>> Begin PROVIDED INFORMATION

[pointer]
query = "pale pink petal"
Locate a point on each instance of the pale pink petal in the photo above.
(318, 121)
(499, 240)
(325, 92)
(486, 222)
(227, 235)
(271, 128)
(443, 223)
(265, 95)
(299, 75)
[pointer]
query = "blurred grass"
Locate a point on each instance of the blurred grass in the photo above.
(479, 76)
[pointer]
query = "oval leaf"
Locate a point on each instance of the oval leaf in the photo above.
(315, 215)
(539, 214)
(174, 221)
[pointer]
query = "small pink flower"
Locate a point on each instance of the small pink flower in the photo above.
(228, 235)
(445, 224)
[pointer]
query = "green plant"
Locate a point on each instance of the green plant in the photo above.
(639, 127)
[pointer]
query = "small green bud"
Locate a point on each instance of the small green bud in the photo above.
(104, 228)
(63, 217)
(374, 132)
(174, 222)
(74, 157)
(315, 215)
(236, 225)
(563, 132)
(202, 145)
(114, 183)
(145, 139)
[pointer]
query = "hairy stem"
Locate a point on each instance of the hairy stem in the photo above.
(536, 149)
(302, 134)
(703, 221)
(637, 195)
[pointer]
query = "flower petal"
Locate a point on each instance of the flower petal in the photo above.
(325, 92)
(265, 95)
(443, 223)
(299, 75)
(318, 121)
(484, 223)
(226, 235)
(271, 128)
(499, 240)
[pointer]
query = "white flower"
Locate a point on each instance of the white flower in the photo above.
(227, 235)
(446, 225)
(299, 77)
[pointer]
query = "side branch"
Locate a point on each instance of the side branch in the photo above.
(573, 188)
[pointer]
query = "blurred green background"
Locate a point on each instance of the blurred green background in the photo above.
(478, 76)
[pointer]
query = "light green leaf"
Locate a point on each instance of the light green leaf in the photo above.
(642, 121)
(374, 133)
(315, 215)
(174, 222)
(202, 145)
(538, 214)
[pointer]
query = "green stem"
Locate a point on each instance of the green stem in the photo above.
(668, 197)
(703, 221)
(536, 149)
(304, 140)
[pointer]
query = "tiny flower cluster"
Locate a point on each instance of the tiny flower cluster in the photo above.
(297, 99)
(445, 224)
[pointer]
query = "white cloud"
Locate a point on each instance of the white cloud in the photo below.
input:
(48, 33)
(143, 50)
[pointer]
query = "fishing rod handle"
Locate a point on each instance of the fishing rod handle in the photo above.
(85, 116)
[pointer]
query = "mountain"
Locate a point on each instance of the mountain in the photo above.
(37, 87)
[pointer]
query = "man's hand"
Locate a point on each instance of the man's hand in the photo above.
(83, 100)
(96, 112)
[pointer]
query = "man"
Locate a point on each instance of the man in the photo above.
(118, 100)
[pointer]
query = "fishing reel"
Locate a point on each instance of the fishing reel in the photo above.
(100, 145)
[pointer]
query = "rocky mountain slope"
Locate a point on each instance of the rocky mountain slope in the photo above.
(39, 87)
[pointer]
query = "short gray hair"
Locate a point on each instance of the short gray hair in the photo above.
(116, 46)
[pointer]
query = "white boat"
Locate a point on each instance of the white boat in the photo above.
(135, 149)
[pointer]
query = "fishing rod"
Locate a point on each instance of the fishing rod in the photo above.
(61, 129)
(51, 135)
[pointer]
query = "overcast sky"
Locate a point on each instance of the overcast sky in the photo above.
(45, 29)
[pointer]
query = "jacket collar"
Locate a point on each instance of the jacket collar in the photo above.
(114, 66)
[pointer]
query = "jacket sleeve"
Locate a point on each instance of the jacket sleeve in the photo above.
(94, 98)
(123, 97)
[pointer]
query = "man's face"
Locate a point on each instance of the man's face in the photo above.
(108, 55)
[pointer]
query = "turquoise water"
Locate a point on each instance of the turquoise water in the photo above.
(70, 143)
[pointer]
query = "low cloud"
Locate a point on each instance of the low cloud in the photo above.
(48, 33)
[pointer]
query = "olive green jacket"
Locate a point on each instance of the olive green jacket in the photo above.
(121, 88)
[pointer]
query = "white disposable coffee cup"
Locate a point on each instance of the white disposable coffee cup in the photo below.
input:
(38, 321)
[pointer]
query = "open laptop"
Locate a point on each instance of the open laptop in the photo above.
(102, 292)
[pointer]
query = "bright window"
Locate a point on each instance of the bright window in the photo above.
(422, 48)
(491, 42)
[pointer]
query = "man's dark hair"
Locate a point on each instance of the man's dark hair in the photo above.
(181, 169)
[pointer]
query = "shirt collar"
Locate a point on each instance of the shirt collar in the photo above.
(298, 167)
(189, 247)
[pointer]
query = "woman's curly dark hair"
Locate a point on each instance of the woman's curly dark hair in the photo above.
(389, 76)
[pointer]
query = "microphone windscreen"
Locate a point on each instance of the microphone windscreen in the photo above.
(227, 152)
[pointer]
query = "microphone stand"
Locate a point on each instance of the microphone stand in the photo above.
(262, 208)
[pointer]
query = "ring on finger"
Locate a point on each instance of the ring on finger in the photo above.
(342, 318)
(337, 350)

>> End PROVIDED INFORMATION

EXERCISE PROMPT: Write the data out again in full and exactly.

CORRECT RESULT:
[pointer]
query = "pale pink petal"
Locate a point on each instance of the pale pink petal in the photo above.
(318, 121)
(499, 240)
(325, 92)
(486, 222)
(227, 235)
(271, 128)
(443, 223)
(265, 95)
(299, 75)
[pointer]
query = "blurred grass"
Locate a point on each instance of the blurred grass in the photo above.
(479, 76)
[pointer]
query = "oval leaf"
Locate a point on each instance of the oval leaf in the photo above.
(315, 215)
(539, 214)
(174, 221)
[pointer]
query = "small pink flower"
Locate a point on each instance of the small pink flower in the photo above.
(228, 235)
(445, 224)
[pointer]
query = "green plant"
Locate a point on each instance of the green plant in the photo above.
(639, 127)
[pointer]
query = "small green bud"
Locate a point on each instance of the small green bud in the photo above.
(104, 228)
(63, 217)
(374, 132)
(174, 222)
(74, 157)
(315, 215)
(236, 225)
(563, 132)
(202, 145)
(114, 183)
(145, 139)
[pointer]
query = "hairy stem"
Locate a point on each instance of the hairy stem in the photo above.
(536, 149)
(302, 134)
(703, 221)
(637, 195)
[pointer]
query = "flower petal"
Locate a point on each instance of the flower petal in the photo above.
(325, 92)
(265, 95)
(443, 223)
(299, 75)
(318, 121)
(484, 223)
(226, 235)
(271, 128)
(499, 240)
[pointer]
query = "white flower"
Locate a point on each instance of the white flower in the photo above.
(227, 235)
(446, 225)
(299, 77)
[pointer]
query = "side branch"
Locate a point on each instance of the side branch in the photo above.
(573, 188)
[pointer]
query = "blurred green background"
Locate a point on each instance of the blurred green background in the photo above.
(478, 76)
[pointer]
query = "light green leaf"
Locate a point on each instance of the light green leaf in the photo above.
(642, 121)
(374, 133)
(315, 215)
(174, 222)
(202, 145)
(538, 214)
[pointer]
query = "green stem"
Locate a point on each instance of the green stem in the photo above.
(668, 197)
(703, 221)
(536, 149)
(304, 140)
[pointer]
query = "tiny flower cluster"
Locate a point on each instance of the tiny flower cluster in the photo above.
(297, 99)
(445, 224)
[pointer]
query = "white cloud"
Locate a point on each instance of the white cloud in the photo below.
input:
(48, 33)
(143, 50)
[pointer]
query = "fishing rod handle"
Locate a point on each instance of the fishing rod handle in the photo above.
(85, 116)
[pointer]
query = "mountain"
Locate a point on each instance of the mountain in the photo above.
(37, 87)
[pointer]
query = "man's hand"
Locate a point on each instance of the man's hand in the photo above.
(83, 100)
(96, 112)
[pointer]
query = "man"
Locate a point on each instance of the man in the photo above.
(118, 100)
[pointer]
query = "fishing reel"
Locate a point on each instance of the fishing reel in the photo above.
(100, 145)
[pointer]
query = "rocky mountain slope"
Locate a point on each instance of the rocky mountain slope in the photo above.
(39, 87)
[pointer]
query = "short gray hair"
Locate a point on each instance of the short gray hair in the photo above.
(116, 46)
[pointer]
query = "white boat"
Locate a point on each instance of the white boat in the photo above.
(135, 149)
[pointer]
query = "fishing rod"
Locate a point on each instance of the fishing rod in the photo above.
(61, 129)
(51, 135)
[pointer]
query = "overcast sky"
Locate a point on each instance of the overcast sky in the photo above.
(45, 29)
[pointer]
query = "jacket collar"
Locate a point on each instance of the jacket collar in the photo above.
(114, 66)
[pointer]
query = "jacket sleeve"
Locate a point on each instance of the jacket sleeve in the photo above.
(94, 98)
(123, 97)
[pointer]
query = "man's face"
Locate a point on each instance of the man's face in the photo above.
(108, 55)
[pointer]
query = "turquoise water"
Locate a point on each instance of the turquoise water in the photo above.
(70, 143)
[pointer]
query = "low cloud"
Locate a point on each instance of the low cloud in the photo above.
(48, 33)
[pointer]
query = "olive green jacket"
Locate a point on each instance of the olive green jacket in the photo above.
(121, 88)
[pointer]
query = "white disposable coffee cup"
Locate a point on each instance of the white disposable coffee cup in the photo below.
input:
(38, 321)
[pointer]
query = "open laptop"
Locate a point on each instance of the open laptop in the photo above.
(102, 292)
[pointer]
query = "bright window"
Locate a point on each instance of the bright window in the photo above.
(422, 48)
(491, 42)
[pointer]
query = "man's dark hair"
Locate a point on each instance of the man's dark hair in the photo above.
(181, 169)
[pointer]
query = "shirt collar"
Locate a point on each instance of the shirt collar in the photo above.
(298, 167)
(189, 247)
[pointer]
query = "woman's curly dark hair"
Locate a point on each instance of the woman's curly dark hair in the photo above.
(389, 76)
[pointer]
query = "microphone windscreen"
Locate a point on each instance of the microphone windscreen in the photo above.
(227, 152)
[pointer]
query = "microphone stand"
Locate a point on each instance of the microphone stand in the photo above.
(262, 208)
[pointer]
query = "ring on finger"
Locate a point on each instance of the ring on finger in the photo above.
(342, 318)
(337, 350)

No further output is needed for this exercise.